__STORED ROWS__.

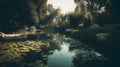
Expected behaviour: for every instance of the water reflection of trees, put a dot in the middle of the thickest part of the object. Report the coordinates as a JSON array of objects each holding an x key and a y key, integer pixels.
[{"x": 85, "y": 55}]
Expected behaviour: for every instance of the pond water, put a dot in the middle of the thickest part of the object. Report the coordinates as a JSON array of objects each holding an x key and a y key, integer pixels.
[{"x": 60, "y": 51}]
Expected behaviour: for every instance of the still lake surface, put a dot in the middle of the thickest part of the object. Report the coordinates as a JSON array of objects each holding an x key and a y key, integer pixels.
[{"x": 59, "y": 51}]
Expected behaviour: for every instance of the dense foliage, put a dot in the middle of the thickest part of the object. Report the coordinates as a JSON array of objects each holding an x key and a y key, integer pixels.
[{"x": 15, "y": 14}]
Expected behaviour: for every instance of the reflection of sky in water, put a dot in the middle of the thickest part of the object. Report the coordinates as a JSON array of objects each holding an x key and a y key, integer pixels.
[{"x": 62, "y": 58}]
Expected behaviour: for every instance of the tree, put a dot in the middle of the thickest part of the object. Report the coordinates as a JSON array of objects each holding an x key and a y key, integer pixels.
[
  {"x": 15, "y": 14},
  {"x": 91, "y": 9}
]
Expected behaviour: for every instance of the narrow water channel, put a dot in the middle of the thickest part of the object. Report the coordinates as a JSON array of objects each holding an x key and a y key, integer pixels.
[{"x": 60, "y": 51}]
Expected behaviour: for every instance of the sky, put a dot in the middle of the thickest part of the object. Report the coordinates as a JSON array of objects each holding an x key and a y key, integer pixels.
[{"x": 65, "y": 5}]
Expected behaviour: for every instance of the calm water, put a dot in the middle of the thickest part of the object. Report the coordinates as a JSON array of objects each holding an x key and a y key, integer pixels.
[{"x": 61, "y": 51}]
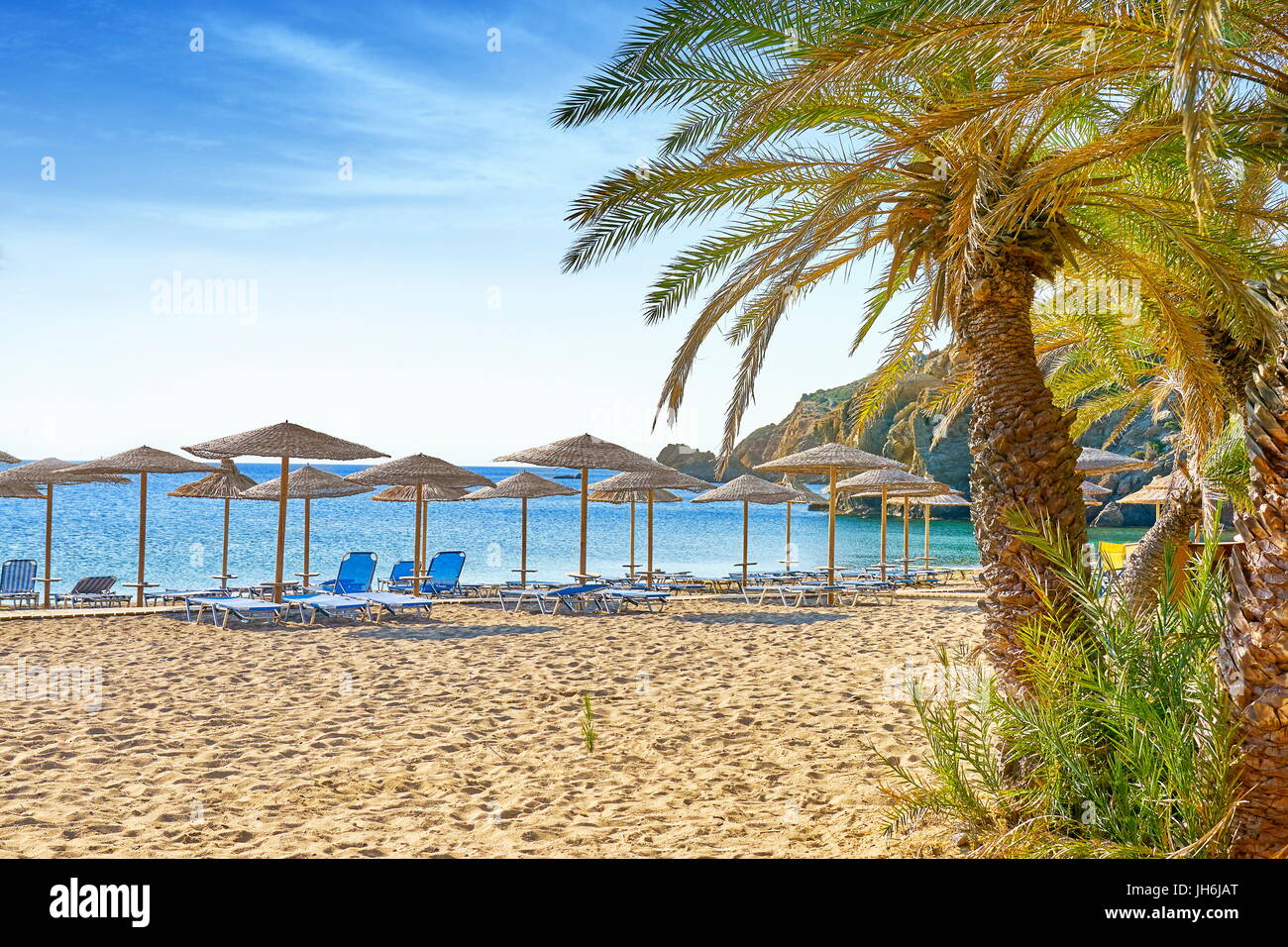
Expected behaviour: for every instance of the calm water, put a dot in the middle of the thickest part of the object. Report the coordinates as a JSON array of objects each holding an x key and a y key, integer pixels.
[{"x": 95, "y": 528}]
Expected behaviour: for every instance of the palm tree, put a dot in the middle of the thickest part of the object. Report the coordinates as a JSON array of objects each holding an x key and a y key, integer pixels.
[{"x": 927, "y": 138}]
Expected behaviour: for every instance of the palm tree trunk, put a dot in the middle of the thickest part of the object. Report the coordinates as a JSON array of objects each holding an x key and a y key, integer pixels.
[
  {"x": 1253, "y": 657},
  {"x": 1142, "y": 575},
  {"x": 1022, "y": 457}
]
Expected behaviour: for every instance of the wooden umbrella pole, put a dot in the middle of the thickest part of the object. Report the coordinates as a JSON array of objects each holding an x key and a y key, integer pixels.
[
  {"x": 281, "y": 528},
  {"x": 925, "y": 508},
  {"x": 632, "y": 538},
  {"x": 651, "y": 539},
  {"x": 223, "y": 567},
  {"x": 585, "y": 502},
  {"x": 523, "y": 543},
  {"x": 307, "y": 539},
  {"x": 831, "y": 531},
  {"x": 883, "y": 532},
  {"x": 906, "y": 535},
  {"x": 143, "y": 532},
  {"x": 745, "y": 522},
  {"x": 787, "y": 547},
  {"x": 417, "y": 545},
  {"x": 50, "y": 539}
]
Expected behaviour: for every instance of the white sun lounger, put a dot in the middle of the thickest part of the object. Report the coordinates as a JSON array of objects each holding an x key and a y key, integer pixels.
[
  {"x": 391, "y": 602},
  {"x": 240, "y": 608}
]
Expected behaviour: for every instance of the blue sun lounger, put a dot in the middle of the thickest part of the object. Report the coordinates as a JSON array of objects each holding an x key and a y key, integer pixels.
[
  {"x": 330, "y": 605},
  {"x": 18, "y": 581},
  {"x": 232, "y": 607},
  {"x": 356, "y": 574},
  {"x": 391, "y": 602}
]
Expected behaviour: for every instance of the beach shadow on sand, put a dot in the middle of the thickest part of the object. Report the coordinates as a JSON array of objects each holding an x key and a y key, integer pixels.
[
  {"x": 447, "y": 631},
  {"x": 785, "y": 617}
]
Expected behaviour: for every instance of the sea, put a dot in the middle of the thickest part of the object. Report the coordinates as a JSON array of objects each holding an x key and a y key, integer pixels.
[{"x": 95, "y": 534}]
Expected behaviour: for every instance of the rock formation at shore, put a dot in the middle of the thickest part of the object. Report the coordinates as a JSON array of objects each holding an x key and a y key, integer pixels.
[{"x": 901, "y": 433}]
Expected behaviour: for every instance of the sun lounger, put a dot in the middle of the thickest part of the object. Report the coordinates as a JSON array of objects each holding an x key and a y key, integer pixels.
[
  {"x": 93, "y": 590},
  {"x": 18, "y": 581},
  {"x": 393, "y": 602},
  {"x": 568, "y": 595},
  {"x": 330, "y": 605},
  {"x": 636, "y": 598},
  {"x": 356, "y": 574},
  {"x": 232, "y": 607}
]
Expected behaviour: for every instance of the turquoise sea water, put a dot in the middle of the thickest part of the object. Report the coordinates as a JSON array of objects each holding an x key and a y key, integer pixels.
[{"x": 95, "y": 528}]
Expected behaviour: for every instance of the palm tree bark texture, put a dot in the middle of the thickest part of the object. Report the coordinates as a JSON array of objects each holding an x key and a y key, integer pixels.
[
  {"x": 1142, "y": 577},
  {"x": 1253, "y": 657},
  {"x": 1022, "y": 458}
]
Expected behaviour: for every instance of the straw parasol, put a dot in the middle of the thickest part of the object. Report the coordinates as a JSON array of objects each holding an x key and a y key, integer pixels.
[
  {"x": 926, "y": 501},
  {"x": 888, "y": 482},
  {"x": 429, "y": 493},
  {"x": 307, "y": 483},
  {"x": 1093, "y": 460},
  {"x": 142, "y": 462},
  {"x": 746, "y": 489},
  {"x": 282, "y": 441},
  {"x": 649, "y": 480},
  {"x": 50, "y": 474},
  {"x": 804, "y": 496},
  {"x": 21, "y": 491},
  {"x": 584, "y": 453},
  {"x": 523, "y": 486},
  {"x": 1157, "y": 491},
  {"x": 829, "y": 459},
  {"x": 419, "y": 471},
  {"x": 632, "y": 496},
  {"x": 227, "y": 484}
]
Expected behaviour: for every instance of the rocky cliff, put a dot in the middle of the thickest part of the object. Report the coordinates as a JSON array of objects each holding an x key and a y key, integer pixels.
[{"x": 902, "y": 434}]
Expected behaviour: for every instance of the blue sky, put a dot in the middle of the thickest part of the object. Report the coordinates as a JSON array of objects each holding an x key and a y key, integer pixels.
[{"x": 415, "y": 307}]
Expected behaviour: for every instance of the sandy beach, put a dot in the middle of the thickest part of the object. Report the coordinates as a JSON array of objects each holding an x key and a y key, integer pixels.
[{"x": 722, "y": 729}]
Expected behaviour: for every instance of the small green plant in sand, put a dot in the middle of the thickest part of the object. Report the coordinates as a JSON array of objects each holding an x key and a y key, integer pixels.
[
  {"x": 588, "y": 723},
  {"x": 1122, "y": 745}
]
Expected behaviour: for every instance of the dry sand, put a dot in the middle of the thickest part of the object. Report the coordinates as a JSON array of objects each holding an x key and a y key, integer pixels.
[{"x": 724, "y": 729}]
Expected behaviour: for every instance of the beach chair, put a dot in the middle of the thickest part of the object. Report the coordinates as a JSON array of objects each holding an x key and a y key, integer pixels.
[
  {"x": 393, "y": 602},
  {"x": 93, "y": 590},
  {"x": 330, "y": 605},
  {"x": 18, "y": 581},
  {"x": 445, "y": 574},
  {"x": 399, "y": 575},
  {"x": 356, "y": 574},
  {"x": 625, "y": 599},
  {"x": 245, "y": 609},
  {"x": 568, "y": 595}
]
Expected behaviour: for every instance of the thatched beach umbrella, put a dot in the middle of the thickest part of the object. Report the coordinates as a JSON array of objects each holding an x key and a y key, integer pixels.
[
  {"x": 1093, "y": 460},
  {"x": 142, "y": 462},
  {"x": 584, "y": 453},
  {"x": 50, "y": 474},
  {"x": 651, "y": 480},
  {"x": 282, "y": 441},
  {"x": 926, "y": 501},
  {"x": 227, "y": 484},
  {"x": 307, "y": 483},
  {"x": 429, "y": 493},
  {"x": 831, "y": 460},
  {"x": 746, "y": 489},
  {"x": 804, "y": 495},
  {"x": 419, "y": 471},
  {"x": 523, "y": 486},
  {"x": 632, "y": 496},
  {"x": 887, "y": 483}
]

__AIM OF THE TASK__.
Copy out exactly the lines from the line with "Expected behaviour: for every instance of the beach chair, put" to the end of the listing, including both of those lines, and give nothing else.

__REPLY TO THE TASK__.
Expected behaviour: for every instance of the beach chair, put a dot in the middle of the thickest part of the object. Report the coordinates as a JSON array of objects each holding an x key and a y key, integer pixels.
[
  {"x": 393, "y": 602},
  {"x": 93, "y": 590},
  {"x": 330, "y": 605},
  {"x": 18, "y": 581},
  {"x": 445, "y": 574},
  {"x": 399, "y": 575},
  {"x": 356, "y": 574},
  {"x": 625, "y": 599},
  {"x": 245, "y": 609},
  {"x": 568, "y": 595}
]
Expected behaviour: for every instance of the thatched beach umbrella, put a dot in the middle of the thickest part of the object. Report the coordinates as a JSON array of objects each holding an x key and a y key, integer pixels.
[
  {"x": 1093, "y": 460},
  {"x": 142, "y": 462},
  {"x": 584, "y": 453},
  {"x": 50, "y": 474},
  {"x": 651, "y": 480},
  {"x": 282, "y": 441},
  {"x": 926, "y": 501},
  {"x": 227, "y": 484},
  {"x": 307, "y": 483},
  {"x": 429, "y": 493},
  {"x": 831, "y": 460},
  {"x": 746, "y": 489},
  {"x": 804, "y": 495},
  {"x": 419, "y": 471},
  {"x": 523, "y": 486},
  {"x": 632, "y": 496},
  {"x": 887, "y": 483}
]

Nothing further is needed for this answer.